» **Task material**
========
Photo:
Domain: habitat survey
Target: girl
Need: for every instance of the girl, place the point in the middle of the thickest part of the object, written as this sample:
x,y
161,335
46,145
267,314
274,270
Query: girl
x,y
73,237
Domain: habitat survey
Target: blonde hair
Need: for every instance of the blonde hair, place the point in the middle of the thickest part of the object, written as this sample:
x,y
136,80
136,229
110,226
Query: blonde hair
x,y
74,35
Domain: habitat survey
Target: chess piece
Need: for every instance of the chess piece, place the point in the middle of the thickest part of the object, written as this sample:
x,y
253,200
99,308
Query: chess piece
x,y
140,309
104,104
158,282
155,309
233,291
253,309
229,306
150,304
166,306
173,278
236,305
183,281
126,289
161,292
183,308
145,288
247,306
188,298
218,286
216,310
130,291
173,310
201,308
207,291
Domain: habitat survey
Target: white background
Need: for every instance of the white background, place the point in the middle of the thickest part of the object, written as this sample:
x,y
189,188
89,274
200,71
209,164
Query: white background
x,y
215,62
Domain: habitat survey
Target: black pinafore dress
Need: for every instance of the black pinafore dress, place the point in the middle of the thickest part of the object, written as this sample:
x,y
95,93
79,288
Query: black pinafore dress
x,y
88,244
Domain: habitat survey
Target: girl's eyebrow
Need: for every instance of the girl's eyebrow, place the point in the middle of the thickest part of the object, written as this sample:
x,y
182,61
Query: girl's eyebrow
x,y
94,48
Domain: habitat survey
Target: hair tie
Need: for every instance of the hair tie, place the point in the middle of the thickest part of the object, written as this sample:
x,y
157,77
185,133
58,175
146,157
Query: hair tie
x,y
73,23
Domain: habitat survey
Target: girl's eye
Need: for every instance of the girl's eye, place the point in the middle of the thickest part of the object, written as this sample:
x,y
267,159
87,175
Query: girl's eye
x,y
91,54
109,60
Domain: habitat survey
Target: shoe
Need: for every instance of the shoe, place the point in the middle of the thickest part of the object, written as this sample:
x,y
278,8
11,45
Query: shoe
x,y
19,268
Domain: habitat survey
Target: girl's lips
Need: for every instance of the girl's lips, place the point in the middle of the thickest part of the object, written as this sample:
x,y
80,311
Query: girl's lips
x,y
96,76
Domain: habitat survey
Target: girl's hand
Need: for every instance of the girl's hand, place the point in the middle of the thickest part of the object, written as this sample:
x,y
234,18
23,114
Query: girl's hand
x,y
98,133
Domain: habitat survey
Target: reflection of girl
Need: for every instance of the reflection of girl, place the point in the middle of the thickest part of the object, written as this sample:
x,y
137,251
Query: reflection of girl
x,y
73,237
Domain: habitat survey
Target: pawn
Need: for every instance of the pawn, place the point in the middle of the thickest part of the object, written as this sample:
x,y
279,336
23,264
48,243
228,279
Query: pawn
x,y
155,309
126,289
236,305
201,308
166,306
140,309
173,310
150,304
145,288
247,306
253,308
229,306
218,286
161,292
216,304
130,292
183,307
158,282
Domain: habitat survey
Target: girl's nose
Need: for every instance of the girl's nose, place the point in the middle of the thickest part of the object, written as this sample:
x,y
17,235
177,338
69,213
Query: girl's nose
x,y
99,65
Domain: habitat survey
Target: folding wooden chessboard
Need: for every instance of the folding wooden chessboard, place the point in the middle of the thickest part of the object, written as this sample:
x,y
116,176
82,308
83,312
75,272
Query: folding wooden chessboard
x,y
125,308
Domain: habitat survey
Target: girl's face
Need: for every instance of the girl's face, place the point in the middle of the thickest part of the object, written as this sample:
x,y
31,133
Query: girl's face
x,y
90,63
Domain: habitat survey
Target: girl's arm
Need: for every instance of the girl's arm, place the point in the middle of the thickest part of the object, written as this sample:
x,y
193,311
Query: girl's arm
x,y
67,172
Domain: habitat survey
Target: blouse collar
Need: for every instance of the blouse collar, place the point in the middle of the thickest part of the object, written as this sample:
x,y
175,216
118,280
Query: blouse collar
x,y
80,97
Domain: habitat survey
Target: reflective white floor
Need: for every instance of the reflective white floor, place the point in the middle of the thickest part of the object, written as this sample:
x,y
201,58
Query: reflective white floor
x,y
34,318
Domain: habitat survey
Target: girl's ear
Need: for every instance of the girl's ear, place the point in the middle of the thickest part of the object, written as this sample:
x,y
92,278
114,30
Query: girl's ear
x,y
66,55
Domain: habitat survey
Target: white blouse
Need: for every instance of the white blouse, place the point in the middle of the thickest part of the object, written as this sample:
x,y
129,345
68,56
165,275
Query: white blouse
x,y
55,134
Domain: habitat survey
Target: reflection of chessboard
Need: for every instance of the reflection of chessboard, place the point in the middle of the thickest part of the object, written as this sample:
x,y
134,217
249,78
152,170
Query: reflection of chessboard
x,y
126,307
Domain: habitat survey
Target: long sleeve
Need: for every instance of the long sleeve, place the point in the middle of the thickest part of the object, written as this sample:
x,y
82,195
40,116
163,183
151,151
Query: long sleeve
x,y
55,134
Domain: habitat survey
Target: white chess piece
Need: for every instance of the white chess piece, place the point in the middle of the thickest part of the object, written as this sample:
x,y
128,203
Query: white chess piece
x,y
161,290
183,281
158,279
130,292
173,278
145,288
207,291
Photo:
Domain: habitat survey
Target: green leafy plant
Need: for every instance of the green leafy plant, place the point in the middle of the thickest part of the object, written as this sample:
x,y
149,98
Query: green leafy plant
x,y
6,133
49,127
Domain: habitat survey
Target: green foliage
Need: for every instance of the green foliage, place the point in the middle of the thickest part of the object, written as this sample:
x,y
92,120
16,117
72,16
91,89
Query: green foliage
========
» **Work instruction**
If a line in the entries above contains the word "foliage", copy it.

» **Task output**
Target: green foliage
Need: for every instance of the green foliage, place the point in the middle of the thickest part of the object, written as this sample:
Query: green foliage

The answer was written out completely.